## Document text

■ ■ ■ ■ ■ ■ ■

POSTED ON NOVEMBER 21, 2012:
Where Are We Going?
Obama's squeaker victory lacks popular mandate
The celebration and grieving for both the Democrats and Republicans have begun to subside. However, the Monday morning quarterbacking continues as political pundits drone on about lessons learned. Some will observe that after months of political battling, we look to be pretty much right where we were before it started. That is, a very deeply divided country and government. If America was a pie, most of the crust looks blue and most of the pie looks red. Clearly there was no victory mandate or crushing defeat.
If you believe the early vote count information (even though some states are still counting) about 120 million Americans voted. The gross difference of votes received between Obama and Romney using this number is roughly 3.6 million. This means that if 1.8 million of the total number that voted had picked Romney instead of Obama, it's a statistical tie in the popular vote. That small change in the number of switched votes is about 1.5% of the total.
It's the popular vote, not the Electoral College, that paints a picture of how divided America is. Regardless of who would have won the election, over 60 million citizens would not have picked the winner. How much joy in winning is there when, as the president, you look out across the country and see that almost half the voters don't want you? When you win by the skin of your teeth, it is hardly a vote of confidence.

■ ■ ■ ■ ■ ■ ■

Excerpts of pointing data:
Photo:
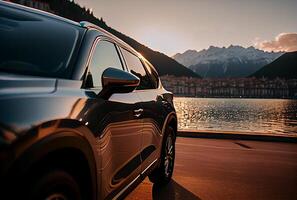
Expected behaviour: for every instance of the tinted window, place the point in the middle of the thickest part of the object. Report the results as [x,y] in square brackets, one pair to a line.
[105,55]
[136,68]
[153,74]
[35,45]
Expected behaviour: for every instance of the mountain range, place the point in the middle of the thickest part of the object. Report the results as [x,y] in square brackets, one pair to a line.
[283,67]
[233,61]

■ ■ ■ ■ ■ ■ ■

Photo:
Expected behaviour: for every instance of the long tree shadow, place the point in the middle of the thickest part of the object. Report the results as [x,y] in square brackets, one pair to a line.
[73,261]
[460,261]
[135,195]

■ ■ ■ ■ ■ ■ ■

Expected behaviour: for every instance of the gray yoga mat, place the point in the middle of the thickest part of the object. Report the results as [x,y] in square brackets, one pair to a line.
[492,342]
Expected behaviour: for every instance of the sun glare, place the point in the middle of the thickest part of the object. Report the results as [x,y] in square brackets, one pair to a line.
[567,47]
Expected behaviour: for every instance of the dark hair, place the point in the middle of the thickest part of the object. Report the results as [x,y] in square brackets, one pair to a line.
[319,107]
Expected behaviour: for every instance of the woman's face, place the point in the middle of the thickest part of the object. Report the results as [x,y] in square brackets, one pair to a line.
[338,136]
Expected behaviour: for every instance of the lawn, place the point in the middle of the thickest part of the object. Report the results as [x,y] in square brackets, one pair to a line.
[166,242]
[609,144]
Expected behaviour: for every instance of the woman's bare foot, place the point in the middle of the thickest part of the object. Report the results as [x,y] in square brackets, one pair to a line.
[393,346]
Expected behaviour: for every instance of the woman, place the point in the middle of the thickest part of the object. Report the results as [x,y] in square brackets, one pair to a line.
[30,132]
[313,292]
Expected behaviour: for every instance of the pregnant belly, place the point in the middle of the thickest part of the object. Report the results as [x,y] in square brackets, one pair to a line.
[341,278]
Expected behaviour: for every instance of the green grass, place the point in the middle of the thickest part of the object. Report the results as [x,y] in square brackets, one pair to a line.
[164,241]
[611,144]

■ ■ ■ ■ ■ ■ ■

## Tasks and exercises
1. For each statement, say whether it agrees with the election commentary, answering yes or no and quoting the words that decide it. (a) About 120 million Americans voted. (b) Obama and Romney were separated by roughly 1.5 million votes. (c) The Electoral College shows how divided America is.
2. Write out the election commentary again, starting with "If you believe" and going on through "of the total.", but swap "statistical tie" for "dead heat".
3. Resume the election commentary right after its last sentence and keep it going.

## Written answers
1.
(a) Yes: "about 120 million Americans voted"
(b) No: "The gross difference of votes received between Obama and Romney using this number is roughly 3.6 million."
(c) No: "It's the popular vote, not the Electoral College, that paints a picture of how divided America is."

2.
If you believe the early vote count information (even though some states are still counting) about 120 million Americans voted. The gross difference of votes received between Obama and Romney using this number is roughly 3.6 million. This means that if 1.8 million of the total number that voted had picked Romney instead of Obama, it's a dead heat in the popular vote. That small change in the number of switched votes is about 1.5% of the total.

3.
The messages from both campaigns could be seen as true. One side said we're heading in the right direction and let's not quit now. The other side said Washington has failed us and we need a new beginning. Prior to voting, in almost every poll taken, a majority said that America was not heading in the right direction. Yet many of those people chose to stick with a president taking us in that wrong direction. Go figure.
Perhaps what will define President Obama's second term most of all is what lessons he takes from the narrowness of his victory and what lessons Republicans draw from defeat. Recent history tells us that second terms are not always kind or what a president really wants to be remembered for.
Recently Doyle McManus, a columnist for the Los Angeles Times said: "There is plenty that goes wrong in second terms. The soaring ideas and idealism that brought a president victory the first time yield to narrower, more experienced calculations of what he can achieve in practice the second time around. The aides who helped him succeed move on to other jobs and their successors in the second term often look like the B-team. A second term president is a lame duck from election day on. If Congress didn't fear him much before, it will soon fear him even less."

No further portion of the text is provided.